■ Aim of the exercise ■
Every entry below needs to be copied exactly.
(Beginning of Provided material)
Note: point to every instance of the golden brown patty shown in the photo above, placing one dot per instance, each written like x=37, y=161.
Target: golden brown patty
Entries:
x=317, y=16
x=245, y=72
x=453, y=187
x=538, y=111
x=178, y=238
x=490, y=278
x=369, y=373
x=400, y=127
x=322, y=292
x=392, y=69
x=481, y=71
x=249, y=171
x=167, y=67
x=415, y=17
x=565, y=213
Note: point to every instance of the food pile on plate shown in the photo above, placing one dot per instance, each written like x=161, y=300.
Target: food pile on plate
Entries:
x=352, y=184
(End of Provided material)
■ Response to the task ■
Note: point to every instance of the golden brown patty shown in the photo above, placing one dot per instance, each written like x=37, y=161.
Target: golden brown patty
Entries:
x=317, y=16
x=245, y=72
x=453, y=187
x=538, y=111
x=178, y=238
x=490, y=278
x=369, y=373
x=400, y=127
x=322, y=292
x=392, y=69
x=481, y=71
x=249, y=171
x=167, y=67
x=415, y=17
x=565, y=213
Note: point to every instance of the food pile on plate shown in the photo above, placing one dot per instance, each written like x=161, y=300.
Target: food pile on plate
Entries:
x=352, y=184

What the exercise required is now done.